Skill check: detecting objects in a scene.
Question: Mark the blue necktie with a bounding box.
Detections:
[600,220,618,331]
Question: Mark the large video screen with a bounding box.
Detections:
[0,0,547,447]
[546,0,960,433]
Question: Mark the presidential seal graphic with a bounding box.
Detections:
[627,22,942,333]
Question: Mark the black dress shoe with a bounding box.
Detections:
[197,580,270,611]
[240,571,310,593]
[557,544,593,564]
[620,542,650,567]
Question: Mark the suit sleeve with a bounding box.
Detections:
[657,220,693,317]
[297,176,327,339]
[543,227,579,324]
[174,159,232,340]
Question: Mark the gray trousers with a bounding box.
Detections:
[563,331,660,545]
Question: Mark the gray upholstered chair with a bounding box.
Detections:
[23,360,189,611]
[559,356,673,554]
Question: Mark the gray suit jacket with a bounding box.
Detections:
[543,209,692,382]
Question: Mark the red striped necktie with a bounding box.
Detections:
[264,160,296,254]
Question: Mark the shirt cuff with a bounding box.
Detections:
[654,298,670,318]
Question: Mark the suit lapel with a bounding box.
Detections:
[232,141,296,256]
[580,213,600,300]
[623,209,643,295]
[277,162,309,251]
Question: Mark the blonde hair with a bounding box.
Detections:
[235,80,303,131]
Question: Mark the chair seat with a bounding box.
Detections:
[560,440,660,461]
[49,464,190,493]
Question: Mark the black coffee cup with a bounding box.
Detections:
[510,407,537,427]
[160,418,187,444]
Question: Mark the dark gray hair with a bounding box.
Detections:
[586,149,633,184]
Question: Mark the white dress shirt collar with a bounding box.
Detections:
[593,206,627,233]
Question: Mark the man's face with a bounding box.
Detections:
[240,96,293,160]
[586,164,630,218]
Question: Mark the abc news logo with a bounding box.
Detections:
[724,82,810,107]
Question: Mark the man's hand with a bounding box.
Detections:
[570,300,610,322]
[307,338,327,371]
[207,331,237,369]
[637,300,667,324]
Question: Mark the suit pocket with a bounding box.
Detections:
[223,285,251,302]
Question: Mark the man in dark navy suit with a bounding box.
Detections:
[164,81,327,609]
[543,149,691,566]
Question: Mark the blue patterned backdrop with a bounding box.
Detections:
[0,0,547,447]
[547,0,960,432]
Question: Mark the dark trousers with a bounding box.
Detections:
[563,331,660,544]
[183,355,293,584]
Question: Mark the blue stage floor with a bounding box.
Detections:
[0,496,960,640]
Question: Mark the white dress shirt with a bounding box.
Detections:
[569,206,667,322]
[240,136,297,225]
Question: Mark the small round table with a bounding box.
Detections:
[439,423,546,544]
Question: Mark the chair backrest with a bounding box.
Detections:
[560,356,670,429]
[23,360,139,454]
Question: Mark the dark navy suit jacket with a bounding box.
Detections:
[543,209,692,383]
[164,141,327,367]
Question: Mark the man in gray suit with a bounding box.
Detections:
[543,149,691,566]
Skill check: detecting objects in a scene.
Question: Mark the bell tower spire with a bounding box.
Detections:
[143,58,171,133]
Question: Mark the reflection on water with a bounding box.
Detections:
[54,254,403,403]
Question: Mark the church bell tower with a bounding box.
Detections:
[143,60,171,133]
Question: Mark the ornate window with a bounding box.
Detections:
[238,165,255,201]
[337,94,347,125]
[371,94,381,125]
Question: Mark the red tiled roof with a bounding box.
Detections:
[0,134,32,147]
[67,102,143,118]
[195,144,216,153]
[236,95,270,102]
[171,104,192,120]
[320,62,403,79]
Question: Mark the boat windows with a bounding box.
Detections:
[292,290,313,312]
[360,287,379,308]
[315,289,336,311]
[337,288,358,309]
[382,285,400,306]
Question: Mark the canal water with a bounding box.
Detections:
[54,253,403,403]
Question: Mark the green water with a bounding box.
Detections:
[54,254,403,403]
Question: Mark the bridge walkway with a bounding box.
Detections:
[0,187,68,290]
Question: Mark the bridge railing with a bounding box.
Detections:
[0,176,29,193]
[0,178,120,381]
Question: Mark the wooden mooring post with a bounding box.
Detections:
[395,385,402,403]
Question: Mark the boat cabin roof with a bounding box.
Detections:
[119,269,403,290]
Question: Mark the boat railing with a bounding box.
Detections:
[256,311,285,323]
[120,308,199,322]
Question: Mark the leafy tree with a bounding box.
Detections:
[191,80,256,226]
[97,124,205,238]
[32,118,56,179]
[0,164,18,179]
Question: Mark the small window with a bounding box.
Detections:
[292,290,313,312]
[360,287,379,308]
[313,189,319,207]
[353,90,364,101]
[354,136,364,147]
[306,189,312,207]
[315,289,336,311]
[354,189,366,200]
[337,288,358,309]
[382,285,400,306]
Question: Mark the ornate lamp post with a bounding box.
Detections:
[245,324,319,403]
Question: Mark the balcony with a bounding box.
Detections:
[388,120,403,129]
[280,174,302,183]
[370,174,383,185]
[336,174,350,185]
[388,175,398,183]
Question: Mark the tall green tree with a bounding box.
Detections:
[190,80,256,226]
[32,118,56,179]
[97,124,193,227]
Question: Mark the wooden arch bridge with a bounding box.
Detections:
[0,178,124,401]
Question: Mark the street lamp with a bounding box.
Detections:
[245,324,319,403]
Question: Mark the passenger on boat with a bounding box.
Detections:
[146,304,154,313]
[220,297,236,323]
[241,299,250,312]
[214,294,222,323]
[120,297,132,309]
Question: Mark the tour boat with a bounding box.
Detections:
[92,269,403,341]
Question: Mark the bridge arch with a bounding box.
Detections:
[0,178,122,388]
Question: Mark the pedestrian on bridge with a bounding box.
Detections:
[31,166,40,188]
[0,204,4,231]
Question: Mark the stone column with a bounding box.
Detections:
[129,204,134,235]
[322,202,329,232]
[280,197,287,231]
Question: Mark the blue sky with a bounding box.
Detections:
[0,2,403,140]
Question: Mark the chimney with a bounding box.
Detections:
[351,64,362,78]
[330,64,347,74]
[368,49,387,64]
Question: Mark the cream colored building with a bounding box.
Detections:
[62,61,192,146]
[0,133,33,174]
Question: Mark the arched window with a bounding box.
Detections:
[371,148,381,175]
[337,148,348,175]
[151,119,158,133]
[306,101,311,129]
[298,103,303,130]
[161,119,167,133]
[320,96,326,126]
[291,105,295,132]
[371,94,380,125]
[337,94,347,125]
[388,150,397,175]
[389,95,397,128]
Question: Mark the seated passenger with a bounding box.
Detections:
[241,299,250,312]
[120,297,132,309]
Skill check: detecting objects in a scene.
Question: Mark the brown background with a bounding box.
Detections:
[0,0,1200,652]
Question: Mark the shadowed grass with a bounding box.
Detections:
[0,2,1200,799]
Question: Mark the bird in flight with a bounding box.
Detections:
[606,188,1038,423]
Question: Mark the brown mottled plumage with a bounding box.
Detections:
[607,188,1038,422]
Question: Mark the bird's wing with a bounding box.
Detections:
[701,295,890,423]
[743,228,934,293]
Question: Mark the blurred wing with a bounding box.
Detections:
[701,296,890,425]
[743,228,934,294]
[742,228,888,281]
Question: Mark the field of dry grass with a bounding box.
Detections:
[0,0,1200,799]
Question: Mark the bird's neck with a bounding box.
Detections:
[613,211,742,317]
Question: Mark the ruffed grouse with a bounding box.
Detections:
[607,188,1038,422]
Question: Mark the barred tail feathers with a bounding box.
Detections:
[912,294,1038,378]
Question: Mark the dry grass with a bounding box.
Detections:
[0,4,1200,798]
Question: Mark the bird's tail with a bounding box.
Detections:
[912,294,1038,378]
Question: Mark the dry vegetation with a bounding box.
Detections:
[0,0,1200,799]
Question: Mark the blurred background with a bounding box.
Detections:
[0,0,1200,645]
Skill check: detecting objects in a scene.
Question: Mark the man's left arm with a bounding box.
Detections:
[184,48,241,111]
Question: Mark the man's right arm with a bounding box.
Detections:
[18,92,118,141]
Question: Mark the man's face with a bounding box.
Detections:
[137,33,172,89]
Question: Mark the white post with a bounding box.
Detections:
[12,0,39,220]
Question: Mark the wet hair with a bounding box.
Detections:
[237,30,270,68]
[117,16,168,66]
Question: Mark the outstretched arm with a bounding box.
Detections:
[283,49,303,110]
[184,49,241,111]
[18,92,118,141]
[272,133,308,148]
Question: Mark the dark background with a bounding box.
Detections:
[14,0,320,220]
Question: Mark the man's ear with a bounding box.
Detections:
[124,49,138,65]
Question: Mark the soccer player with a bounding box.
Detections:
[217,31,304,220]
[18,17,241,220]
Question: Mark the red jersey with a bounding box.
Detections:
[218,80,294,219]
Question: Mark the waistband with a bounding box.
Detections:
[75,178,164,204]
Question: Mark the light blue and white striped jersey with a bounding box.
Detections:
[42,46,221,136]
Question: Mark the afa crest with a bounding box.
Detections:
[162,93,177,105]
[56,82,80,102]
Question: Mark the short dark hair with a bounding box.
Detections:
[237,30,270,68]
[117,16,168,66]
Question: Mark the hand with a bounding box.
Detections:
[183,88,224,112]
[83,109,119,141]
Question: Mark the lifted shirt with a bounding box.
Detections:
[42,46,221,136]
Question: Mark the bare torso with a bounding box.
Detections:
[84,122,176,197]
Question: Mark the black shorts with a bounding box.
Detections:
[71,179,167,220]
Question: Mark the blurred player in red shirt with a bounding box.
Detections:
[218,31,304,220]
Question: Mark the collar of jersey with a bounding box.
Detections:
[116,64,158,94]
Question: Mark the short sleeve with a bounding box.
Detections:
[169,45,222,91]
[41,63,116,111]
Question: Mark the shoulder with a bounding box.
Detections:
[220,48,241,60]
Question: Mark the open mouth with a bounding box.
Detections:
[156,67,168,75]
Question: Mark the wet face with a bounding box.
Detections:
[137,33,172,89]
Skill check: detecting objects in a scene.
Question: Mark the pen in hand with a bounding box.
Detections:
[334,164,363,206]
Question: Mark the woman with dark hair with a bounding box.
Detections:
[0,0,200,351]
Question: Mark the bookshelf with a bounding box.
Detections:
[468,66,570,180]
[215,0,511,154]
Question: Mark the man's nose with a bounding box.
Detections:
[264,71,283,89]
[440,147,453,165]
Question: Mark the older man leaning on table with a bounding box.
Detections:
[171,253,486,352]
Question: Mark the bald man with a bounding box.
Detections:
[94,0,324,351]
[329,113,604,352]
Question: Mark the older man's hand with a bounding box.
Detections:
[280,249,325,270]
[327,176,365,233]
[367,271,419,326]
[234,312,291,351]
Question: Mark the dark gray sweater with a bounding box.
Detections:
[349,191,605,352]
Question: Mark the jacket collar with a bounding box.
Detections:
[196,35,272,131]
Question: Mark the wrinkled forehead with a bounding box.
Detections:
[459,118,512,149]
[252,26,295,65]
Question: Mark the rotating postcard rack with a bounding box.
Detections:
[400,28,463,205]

■ What the task requires
Rewrite the stretch of records from the line that contains "Question: Mark the bridge walkway" through the line that contains "[280,197,287,231]", changing each "boat" to "ferry" and leaving everything else as it is.

■ Reply
Question: Mark the bridge walkway with a bounding box.
Detections:
[0,187,68,290]
Question: Mark the bridge railing with a bounding box.
Detections:
[0,176,29,193]
[0,178,120,381]
Question: Mark the wooden mooring post with a bounding box.
Detections:
[395,385,402,403]
Question: Mark the ferry cabin roof with a bounding box.
Detections:
[119,269,403,290]
Question: Mark the ferry railing with a bounding box.
Detections:
[256,311,285,323]
[120,308,199,322]
Question: Mark the leafy tree with a bounding box.
Detections:
[191,80,256,226]
[97,124,205,238]
[32,118,56,179]
[0,164,18,179]
Question: Mark the small window with a bounding box.
Detections:
[292,290,313,312]
[360,287,379,308]
[313,189,319,207]
[353,90,364,101]
[354,136,364,147]
[306,189,312,207]
[315,289,336,311]
[354,189,366,200]
[337,288,358,309]
[382,285,400,306]
Question: Mark the ornate lamp post with a bounding box.
Detections:
[245,324,319,403]
Question: Mark the balcony with a bounding box.
Detections:
[388,120,403,129]
[280,174,302,183]
[370,174,383,185]
[336,174,350,185]
[388,175,398,183]
Question: Mark the tall green tree with a bounding box.
Detections:
[190,80,256,226]
[32,118,56,179]
[97,124,193,227]
Question: Mark the wooden arch bridge with a bounding box.
Detections:
[0,178,124,401]
Question: Mark the street lamp with a bounding box.
Detections:
[245,324,319,403]
Question: Mark the passenger on ferry with a bounding box.
Detections:
[146,304,154,313]
[220,297,236,323]
[241,299,250,312]
[214,294,222,323]
[120,297,132,309]
Question: Mark the tour ferry with a bounding box.
Detections:
[92,269,403,341]
Question: Mark the bridge arch with a bounding box.
Detections:
[0,178,122,388]
Question: Mark the pedestrian on bridge with a bounding box.
Detections:
[31,166,40,188]
[0,204,4,231]
Question: Mark the stone column with a bounding box.
Detections:
[129,204,134,235]
[322,202,329,232]
[280,197,287,231]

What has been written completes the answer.